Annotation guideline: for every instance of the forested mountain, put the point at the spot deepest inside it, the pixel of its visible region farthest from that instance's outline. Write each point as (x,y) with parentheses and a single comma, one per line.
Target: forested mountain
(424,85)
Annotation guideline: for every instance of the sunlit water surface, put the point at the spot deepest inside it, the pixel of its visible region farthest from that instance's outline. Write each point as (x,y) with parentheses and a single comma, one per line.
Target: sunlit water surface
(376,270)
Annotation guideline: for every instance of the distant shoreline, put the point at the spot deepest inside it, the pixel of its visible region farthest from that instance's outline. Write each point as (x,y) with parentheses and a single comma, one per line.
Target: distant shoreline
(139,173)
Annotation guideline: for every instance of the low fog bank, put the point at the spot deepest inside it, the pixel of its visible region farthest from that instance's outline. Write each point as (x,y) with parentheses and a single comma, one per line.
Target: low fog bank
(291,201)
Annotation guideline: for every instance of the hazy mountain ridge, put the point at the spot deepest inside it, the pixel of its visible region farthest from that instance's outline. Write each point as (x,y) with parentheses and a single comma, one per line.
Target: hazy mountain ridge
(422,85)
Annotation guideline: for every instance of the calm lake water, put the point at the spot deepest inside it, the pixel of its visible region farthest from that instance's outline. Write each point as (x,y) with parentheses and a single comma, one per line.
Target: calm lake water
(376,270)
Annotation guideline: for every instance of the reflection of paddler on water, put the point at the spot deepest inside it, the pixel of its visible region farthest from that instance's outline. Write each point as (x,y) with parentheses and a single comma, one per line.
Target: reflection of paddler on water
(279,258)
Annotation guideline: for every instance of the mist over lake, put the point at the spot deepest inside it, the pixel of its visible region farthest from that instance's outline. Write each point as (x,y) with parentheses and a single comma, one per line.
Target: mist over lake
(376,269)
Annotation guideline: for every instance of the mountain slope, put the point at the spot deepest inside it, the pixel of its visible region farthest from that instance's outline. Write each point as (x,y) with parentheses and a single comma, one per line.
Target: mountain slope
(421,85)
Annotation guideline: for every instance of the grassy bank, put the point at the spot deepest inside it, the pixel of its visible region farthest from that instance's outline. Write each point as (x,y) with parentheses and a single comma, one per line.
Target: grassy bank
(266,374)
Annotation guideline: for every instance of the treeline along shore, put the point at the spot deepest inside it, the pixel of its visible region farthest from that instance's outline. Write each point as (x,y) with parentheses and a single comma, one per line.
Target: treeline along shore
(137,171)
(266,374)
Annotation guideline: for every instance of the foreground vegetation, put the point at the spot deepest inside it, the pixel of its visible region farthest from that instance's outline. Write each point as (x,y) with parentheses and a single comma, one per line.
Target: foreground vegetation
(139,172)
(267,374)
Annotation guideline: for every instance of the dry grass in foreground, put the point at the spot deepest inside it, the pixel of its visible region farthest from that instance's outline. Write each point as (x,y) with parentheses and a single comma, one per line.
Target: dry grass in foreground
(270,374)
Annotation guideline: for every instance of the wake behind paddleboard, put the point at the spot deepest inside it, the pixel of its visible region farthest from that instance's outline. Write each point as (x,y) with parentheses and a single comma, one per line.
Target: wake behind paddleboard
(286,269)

◆ What you will do
All of the data is to be transcribed exactly as written.

◆ Result of this exercise
Annotation guideline: for every instance of the forested mountain, put the point at the spot deepest inside it, the pixel of its visible region farthest from that instance's outline. Write each point as (x,y) with parentheses and a single comma, one per line.
Target: forested mountain
(424,85)
Annotation guideline: for every instance of the sunlit water surface, put the point at the spot deepest inside it, the pixel of its visible region farthest from that instance's outline. Write each point as (x,y) with parentheses and a single comma, one per line.
Target: sunlit water surface
(376,270)
Annotation guideline: for every instance of the distant shoreline, put the point at the spot deepest inside it, the pixel of its visible region farthest from that instance's outline. Write each point as (x,y) with parentheses and a single comma, one per line.
Target: distant shoreline
(139,173)
Annotation guideline: for every instance of the low fog bank, put the point at the spot deepest inside it, the pixel of its visible region farthest from that instance's outline. Write each point as (x,y) with parentheses and a single comma, one per line.
Target: low fog bank
(291,201)
Annotation guideline: for every instance of the hazy mountain ridge, put the point at the spot deepest inside it, the pixel of its visible region farthest from that instance's outline. Write each point as (x,y) with parentheses and a single comma, one per line.
Target: hazy mountain ridge
(422,85)
Annotation guideline: for every instance of the calm lake water, put the point at the spot deepest inside it, the pixel of its visible region farthest from that instance's outline. Write each point as (x,y) with parentheses and a single comma, one per line.
Target: calm lake water
(376,270)
Annotation guideline: for every instance of the reflection of paddler on water, put the point at the spot deepest inside it, the pixel of its visible region farthest from that instance's outline. Write each point as (x,y) with parentheses and a single comma, one per line.
Target: reflection of paddler on water
(279,258)
Annotation guideline: for every instance of the mist over lake, put the point at the spot deepest inside it, the pixel of its visible region farthest from that instance's outline. Write each point as (x,y) with parentheses and a single comma, one per line.
Target: mist over lake
(376,269)
Annotation guideline: for every instance of the mountain slope, put the point at the spot deepest inside it, the pixel of its visible region farthest from that instance's outline. Write each point as (x,y) with parentheses and a single comma, one per line.
Target: mountain slope
(421,85)
Annotation guideline: for every instance of the grassy bank, put the point at the spot deepest inside it, the pixel of its visible region farthest from that instance's outline. Write each point as (x,y) with parentheses and a single comma, one per line.
Target: grassy bank
(266,374)
Annotation guideline: for every instance of the treeline along shore, put the point at the spot deepest inside it, the pixel of its visible region farthest from that instance's outline. Write each point as (x,y) with parentheses and a single comma, one per line.
Target: treeline along shore
(137,171)
(266,374)
Annotation guideline: for every instance of the foreground vegetation, put the point at the spot deepest inside it, the pixel of its visible region farthest from that instance's outline. Write each point as (x,y) with parentheses and a single comma, one per line.
Target: foreground vegetation
(139,172)
(267,374)
Annotation guideline: for every instance of the dry grass in foreground, put the point at the spot deepest inside it, the pixel of its visible region farthest from that instance's outline. Write each point as (x,y) with parentheses and a single comma, one per line.
Target: dry grass in foreground
(270,374)
Annotation guideline: for every instance of the wake behind paddleboard, put the point at the spot deepest inside it, the pixel of its visible region farthest from that instance's outline. Write each point as (x,y) with parentheses and a single comma, one per line.
Target: wake behind paddleboard
(286,269)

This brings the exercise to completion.